◆ What you need to do ◆
Transcribe all of the records precisely as they are presented.

◆ Data for this task ◆

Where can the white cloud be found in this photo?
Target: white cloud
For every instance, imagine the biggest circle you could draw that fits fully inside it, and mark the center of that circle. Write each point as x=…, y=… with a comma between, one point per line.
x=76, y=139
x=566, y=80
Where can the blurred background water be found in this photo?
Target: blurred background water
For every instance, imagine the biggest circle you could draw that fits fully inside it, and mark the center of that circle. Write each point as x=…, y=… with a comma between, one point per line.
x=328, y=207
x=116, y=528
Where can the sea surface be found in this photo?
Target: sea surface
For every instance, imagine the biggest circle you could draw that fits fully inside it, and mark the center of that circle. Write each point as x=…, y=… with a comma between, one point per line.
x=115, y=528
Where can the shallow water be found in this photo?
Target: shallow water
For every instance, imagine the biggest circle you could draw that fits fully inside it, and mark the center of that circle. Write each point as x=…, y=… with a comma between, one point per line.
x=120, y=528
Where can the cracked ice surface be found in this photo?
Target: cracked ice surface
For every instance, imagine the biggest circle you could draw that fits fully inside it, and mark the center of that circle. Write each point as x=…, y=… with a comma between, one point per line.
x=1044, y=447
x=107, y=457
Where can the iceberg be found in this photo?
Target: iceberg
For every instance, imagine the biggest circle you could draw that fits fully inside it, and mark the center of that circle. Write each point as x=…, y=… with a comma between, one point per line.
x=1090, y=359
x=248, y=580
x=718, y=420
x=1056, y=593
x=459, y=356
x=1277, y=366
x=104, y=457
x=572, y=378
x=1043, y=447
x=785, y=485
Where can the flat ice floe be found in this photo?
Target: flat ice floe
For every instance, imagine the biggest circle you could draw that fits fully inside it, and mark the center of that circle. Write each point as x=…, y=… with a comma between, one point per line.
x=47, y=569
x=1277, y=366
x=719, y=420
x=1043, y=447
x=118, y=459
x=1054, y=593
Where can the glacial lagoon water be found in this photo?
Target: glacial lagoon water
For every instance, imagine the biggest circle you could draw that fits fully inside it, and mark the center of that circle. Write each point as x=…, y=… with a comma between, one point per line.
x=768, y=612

◆ Finished answer ◆
Where can the white cloud be found in this photo?
Target: white cloud
For every instance, imagine the biggest circle you could draw that fits fully inside it, and mark the center of that circle. Write each point as x=…, y=… with a comma between, one point per line.
x=76, y=139
x=566, y=80
Where can the blurred background water be found in this photo?
Target: blurred background water
For every instance, imagine the biggest circle you could draw that fits fully inside it, and mark the center of that circle. Write each point as x=…, y=… with a comma between, one point per line.
x=328, y=207
x=116, y=528
Where can the sea surface be found in this photo?
Target: sea surface
For every instance, imagine the biggest circle you could draw that fits fully inside it, and mark the center of that circle. Write each point as x=…, y=… with a comma between, one point per line.
x=115, y=528
Where can the shallow water be found in this photo?
Target: shallow water
For every instance, imagine the biggest circle you could draw that fits fully inside it, and mark the center of that circle. Write each point as x=…, y=… with a comma between, one point per line.
x=120, y=528
Where can the cracked ice surface be found in this photo?
Target: cracked ice surface
For every instance, imagine the biggest circle you could draw that fits fully inside it, and mark the center of that circle. Write each point as x=…, y=… with a comma between, one point per line.
x=1044, y=447
x=107, y=457
Where can the iceberg be found in this photo?
Target: iceberg
For every instance, imagine the biggest circle you could draw that fits fully inside it, and mark the center of that circle. Write each point as x=…, y=… with a comma between, one point per line.
x=1090, y=359
x=248, y=580
x=718, y=420
x=1056, y=593
x=459, y=356
x=1277, y=366
x=104, y=457
x=572, y=378
x=1043, y=447
x=785, y=485
Where can the flat ice floe be found in this photo?
Target: flat ice floe
For every instance, imagine the biggest circle you could draw that fits fully inside it, and mark the center of that circle. Write each point as x=…, y=… with a comma between, one point per line.
x=47, y=569
x=1277, y=366
x=719, y=420
x=1043, y=447
x=118, y=459
x=1054, y=593
Where can the glacial lagoon water be found in this photo?
Target: glacial lagoon water
For every instance, imagine the biggest circle you could draw that fits fully inside it, and mark the center of that circle. Write each point as x=…, y=… with a comma between, one point per line.
x=768, y=612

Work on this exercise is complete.